TASK STATEMENT
Repeat all of the rows below word for word, leaving the pictures out of your answer.

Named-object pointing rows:

**********

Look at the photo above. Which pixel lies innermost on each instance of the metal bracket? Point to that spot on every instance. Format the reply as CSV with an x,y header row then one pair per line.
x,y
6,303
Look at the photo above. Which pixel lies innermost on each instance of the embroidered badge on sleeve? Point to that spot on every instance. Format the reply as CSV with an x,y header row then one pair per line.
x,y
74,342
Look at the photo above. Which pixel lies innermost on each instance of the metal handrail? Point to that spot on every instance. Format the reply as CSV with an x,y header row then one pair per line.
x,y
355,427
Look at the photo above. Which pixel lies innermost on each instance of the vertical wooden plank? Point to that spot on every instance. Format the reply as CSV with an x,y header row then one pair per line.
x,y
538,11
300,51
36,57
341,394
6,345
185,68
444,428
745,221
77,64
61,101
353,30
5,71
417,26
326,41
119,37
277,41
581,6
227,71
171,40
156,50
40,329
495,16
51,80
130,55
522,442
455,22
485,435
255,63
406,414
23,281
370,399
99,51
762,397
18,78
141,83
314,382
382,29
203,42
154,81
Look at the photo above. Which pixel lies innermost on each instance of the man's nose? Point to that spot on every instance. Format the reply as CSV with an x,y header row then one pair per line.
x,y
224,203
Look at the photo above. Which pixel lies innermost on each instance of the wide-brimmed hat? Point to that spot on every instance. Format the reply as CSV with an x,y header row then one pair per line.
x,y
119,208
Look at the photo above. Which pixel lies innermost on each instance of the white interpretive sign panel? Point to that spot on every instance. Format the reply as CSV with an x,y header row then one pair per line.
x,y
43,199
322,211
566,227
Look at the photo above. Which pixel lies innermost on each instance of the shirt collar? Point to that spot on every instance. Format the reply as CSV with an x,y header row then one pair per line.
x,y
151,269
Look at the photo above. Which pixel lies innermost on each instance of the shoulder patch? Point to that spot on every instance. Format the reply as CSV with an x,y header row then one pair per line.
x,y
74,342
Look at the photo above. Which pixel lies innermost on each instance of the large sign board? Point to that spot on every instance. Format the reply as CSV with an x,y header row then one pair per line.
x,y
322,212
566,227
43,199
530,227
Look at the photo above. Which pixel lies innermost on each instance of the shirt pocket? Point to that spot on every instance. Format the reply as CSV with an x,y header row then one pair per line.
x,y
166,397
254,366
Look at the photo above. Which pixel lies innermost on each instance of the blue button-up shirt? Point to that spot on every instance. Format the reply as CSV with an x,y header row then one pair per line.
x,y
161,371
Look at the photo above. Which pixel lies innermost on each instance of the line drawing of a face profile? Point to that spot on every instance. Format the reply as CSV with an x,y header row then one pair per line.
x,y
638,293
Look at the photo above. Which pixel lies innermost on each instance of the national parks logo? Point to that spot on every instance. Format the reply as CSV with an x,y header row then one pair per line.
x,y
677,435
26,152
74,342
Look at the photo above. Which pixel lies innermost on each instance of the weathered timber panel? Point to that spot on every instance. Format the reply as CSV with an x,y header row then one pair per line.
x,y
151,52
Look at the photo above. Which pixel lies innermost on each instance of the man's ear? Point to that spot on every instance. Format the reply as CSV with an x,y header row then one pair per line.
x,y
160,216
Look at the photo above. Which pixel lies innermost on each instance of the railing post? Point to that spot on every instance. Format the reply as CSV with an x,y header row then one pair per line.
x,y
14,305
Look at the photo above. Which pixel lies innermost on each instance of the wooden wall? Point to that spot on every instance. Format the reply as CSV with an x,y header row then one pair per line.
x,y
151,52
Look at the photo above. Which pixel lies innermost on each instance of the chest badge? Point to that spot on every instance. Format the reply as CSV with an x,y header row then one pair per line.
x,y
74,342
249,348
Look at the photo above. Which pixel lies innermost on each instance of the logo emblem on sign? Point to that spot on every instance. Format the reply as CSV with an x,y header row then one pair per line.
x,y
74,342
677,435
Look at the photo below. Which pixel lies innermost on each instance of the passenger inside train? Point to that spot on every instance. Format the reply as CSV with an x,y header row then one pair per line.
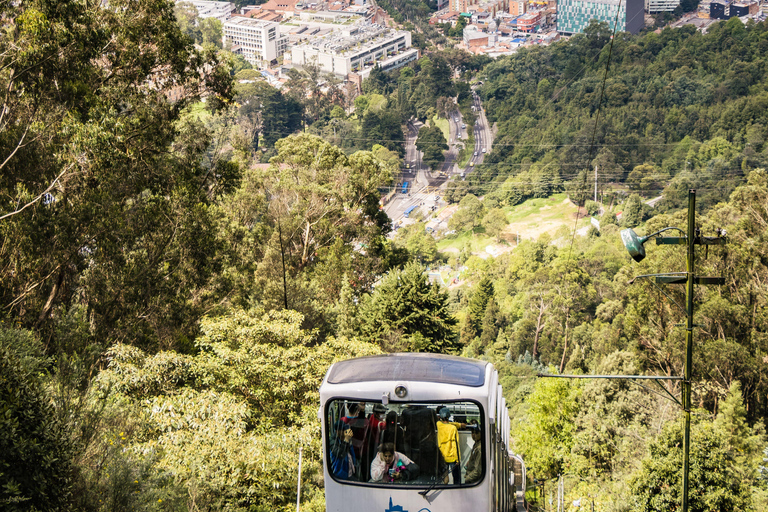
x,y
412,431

**********

SOLUTION
Look at the photo above. Which pixel lies innermost on each instance of the metal bracket? Point to that spot on every instance. Format the reply as CSV with an x,y header row then one pair per line.
x,y
6,303
Look at the photo above. Which pixel lies innermost on each instance of the embroidered badge on sleeve? Point to that spot on every instance. Format the reply as CSV with an x,y header row then one pair per line.
x,y
74,342
Look at the photo above. Which pixel lies innermost on each instance of the metal handrail? Point to that spot on every instance. Format the reply as CSV with an x,y header row then one pair per line.
x,y
355,427
Look at the photo above. Which pixel lies innermost on each instance of the vertical wooden plank? Point to that spot on every instance. Format the reply as CSV with an x,y header row then one pair per line.
x,y
538,11
300,51
36,57
341,394
6,345
185,68
444,428
745,221
77,64
61,101
353,30
5,71
417,26
326,41
119,37
277,41
581,6
227,71
171,40
156,50
40,329
495,16
51,80
130,55
522,442
455,22
485,435
255,63
406,414
23,281
370,399
99,51
762,397
18,78
141,83
314,382
382,29
203,42
154,81
Look at the photo above. Which pixel lies innermost on each instance of the man's nose? Point to that spot on every instance. Format the reply as CSV with an x,y header row then one pair per line.
x,y
224,203
Look at the photo above. Which pixel lies innermost on each instance of the wide-brimmed hat? Point to that spot on every instance. Format the reply as CSV with an x,y header row then one pair per line.
x,y
119,208
Look at the photo above. Which pixel lies innermost on each instance of the white interpretive sign panel? Point to that spot on every instance. Format the reply as CSV with an x,y header row then one pair per line.
x,y
43,199
322,211
566,227
Look at the photo above. Which pixel lies innermost on each instance of the shirt collar? Point to that spot on every instance. Format the reply as CSV with an x,y header row then one pair per line.
x,y
151,269
Look at the photo above. Which pixel lies innermost on each instance of the shoulder patch? Point to that spot on every instance. Format the reply as CSV with an x,y header row then one pair per line.
x,y
74,342
Look at the photo above. Which pixel lies innermost on each instance of the large sign board? Point to that spot on every instance. Format the reply as CSV with an x,y header row then one pair per line.
x,y
322,212
566,227
43,199
530,227
Look at the photo above. Which pixel lies innermost on each instance of the shirt pocket? Point to that spot on every instance. Format the reply as CSV with an x,y header row then one pair per line.
x,y
166,397
254,366
Look at the photo above. Which pixel lies innermost on each instance of the blue button-up shirt? Point to that spot on every instance. Format the reply as CSV with an x,y header row then one pair per line.
x,y
161,371
Look at the photo above. Which pixel lies innermost on each instance of the line drawing of a face profile? Point to that spot on every instance. Format the reply as CSV with an x,y header row then one pair per line.
x,y
638,293
Look at the photo above. Which pixel lies innermost on each instance of the national parks logo? Point to that spot on every instance. Format the reply as CSV with an x,y header row then one pair per line.
x,y
677,435
26,152
74,342
Look at the photo above. Which pixel lies innermost on each instance of the weathered timber panel? Point to that spot on every instance. Format the reply as CSV with an x,y header row then one pair per line.
x,y
151,52
Look at the photo above. Which pixel lies innermost on each instance of the man's ear? Point to that spot on every instance. Format the reply as CSV with an x,y header row then one pair per line.
x,y
160,216
Look at the photo above. Which pixel lies innermost on each instance of the railing post? Point to that spot on every instance. Format the reply as CSV with an x,y header row then one pair per line.
x,y
14,305
Look at the photo above. Which pixel lies innermost on each instance of the wooden wall? Point to that spot on every instance. Format the reply as CSV with an x,y header row then one pair per line.
x,y
151,52
Look at the photo above. Which pixel lies innermost on each instance of the chest badge? Point to that spot on every instance. Format the reply as CSV with an x,y header row then one pair per line.
x,y
74,342
249,348
Look at the photo above. Which pixel lies innermost on each instance of the logo emblem on sign? Point to that spot on every instance. Format the reply as CSV with an x,y header row then one pair per line.
x,y
74,342
677,435
Look at the photo below. Which pixel lies innermost on each instance of the passenger inside train? Point to that spot on every instance. Format the reply as CSV with an x,y header row then one pair per line.
x,y
412,431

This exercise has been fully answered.